Reproduce the following data verbatim, from the first line to the last, with no alterations.
====== Entries
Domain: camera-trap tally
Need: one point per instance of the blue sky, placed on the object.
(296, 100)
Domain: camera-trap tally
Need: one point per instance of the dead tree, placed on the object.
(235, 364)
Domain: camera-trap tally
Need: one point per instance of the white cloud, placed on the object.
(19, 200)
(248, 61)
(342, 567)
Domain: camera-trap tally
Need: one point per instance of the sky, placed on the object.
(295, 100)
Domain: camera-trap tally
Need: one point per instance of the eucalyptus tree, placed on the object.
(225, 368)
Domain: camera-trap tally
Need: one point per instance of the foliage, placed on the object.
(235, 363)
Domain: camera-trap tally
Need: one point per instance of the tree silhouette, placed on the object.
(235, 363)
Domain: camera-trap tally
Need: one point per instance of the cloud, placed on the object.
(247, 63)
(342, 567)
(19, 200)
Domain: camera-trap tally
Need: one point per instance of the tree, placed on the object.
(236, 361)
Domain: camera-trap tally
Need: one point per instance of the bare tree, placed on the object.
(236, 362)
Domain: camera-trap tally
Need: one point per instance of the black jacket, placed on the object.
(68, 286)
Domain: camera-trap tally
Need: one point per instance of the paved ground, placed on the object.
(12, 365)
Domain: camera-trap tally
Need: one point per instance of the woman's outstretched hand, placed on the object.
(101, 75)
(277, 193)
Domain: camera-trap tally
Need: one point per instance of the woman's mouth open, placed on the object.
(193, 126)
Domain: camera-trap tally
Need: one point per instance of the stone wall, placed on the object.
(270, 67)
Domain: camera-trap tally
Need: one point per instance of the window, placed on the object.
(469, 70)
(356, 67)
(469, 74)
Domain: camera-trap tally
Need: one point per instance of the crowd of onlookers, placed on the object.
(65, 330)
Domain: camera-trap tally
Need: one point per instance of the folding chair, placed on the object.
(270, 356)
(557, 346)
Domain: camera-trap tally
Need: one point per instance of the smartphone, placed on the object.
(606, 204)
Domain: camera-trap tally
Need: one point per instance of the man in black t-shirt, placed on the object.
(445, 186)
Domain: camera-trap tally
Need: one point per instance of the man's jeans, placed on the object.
============
Task response →
Domain: camera-trap tally
Need: one point per instance of the blue sky, placed on the object.
(296, 100)
Domain: camera-trap tally
Need: one point per instance of the dead tree, placed on the object.
(235, 364)
Domain: camera-trap tally
Need: one point per instance of the white cloud, placed on the object.
(19, 200)
(248, 61)
(342, 567)
Domain: camera-trap tally
Need: one point per instance of the sky, placed on the object.
(295, 100)
Domain: camera-trap tally
Need: one point per instance of the eucalyptus tree, placed on the object.
(225, 368)
Domain: camera-trap tally
Need: one point per instance of the foliage, placed on the object.
(235, 363)
Domain: camera-trap tally
Need: one point per instance of the tree silhouette, placed on the object.
(235, 363)
Domain: camera-trap tally
Need: one point per instance of the cloud, placed on the object.
(247, 63)
(342, 567)
(19, 200)
Domain: camera-trap tally
Need: one point per instance of the tree, placed on the object.
(236, 361)
Domain: camera-trap tally
Need: one point per instance of the bare tree, placed on the object.
(236, 362)
Domain: camera-trap tally
Need: one point per instance of the black jacket, placed on the object.
(68, 286)
Domain: camera-trap tally
Need: one point per instance of the paved ground, placed on the object.
(12, 365)
Domain: camera-trap tally
Need: one point per instance of the woman's outstretched hand, placed on the object.
(101, 75)
(277, 193)
Domain: camera-trap tally
Need: one point per instance of the woman's mouth open, placed on the object.
(193, 126)
Domain: camera-trap tally
Need: one point per instance of the stone wall, placed on the object.
(270, 67)
Domain: camera-trap tally
Need: one point per instance of the window, placed on the object.
(469, 70)
(356, 67)
(469, 74)
Domain: camera-trap tally
Need: one point per instance of the crowd of onlookers, placed on the object.
(65, 330)
Domain: camera-trap tally
Need: one point per instance of the folding chair, placed on the object.
(270, 356)
(557, 346)
Domain: camera-trap tally
Need: one point per instance of the smartphone, placed on the object.
(606, 204)
Domain: camera-trap tally
Need: one point per instance of the man in black t-shirt, placed on the object.
(445, 186)
Domain: camera-trap tally
Need: one point per instance of the man's jeans, placed on the object.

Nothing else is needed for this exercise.